• _What you need to do_: Copy the records below line by line, with no change to any character, spacing or line break.
-- Begin Input for this task --
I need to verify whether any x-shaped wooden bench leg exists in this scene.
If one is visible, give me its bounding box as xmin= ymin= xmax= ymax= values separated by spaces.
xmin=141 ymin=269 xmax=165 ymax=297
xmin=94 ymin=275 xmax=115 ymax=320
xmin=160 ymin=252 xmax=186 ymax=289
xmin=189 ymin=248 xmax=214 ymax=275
-- End Input for this task --
• _Correct response_:
I need to verify whether any x-shaped wooden bench leg exists in this scene.
If one is visible, give me its bounding box as xmin= ymin= xmax= ymax= values separated by spaces.
xmin=141 ymin=269 xmax=165 ymax=297
xmin=94 ymin=275 xmax=115 ymax=320
xmin=160 ymin=252 xmax=186 ymax=289
xmin=189 ymin=248 xmax=214 ymax=275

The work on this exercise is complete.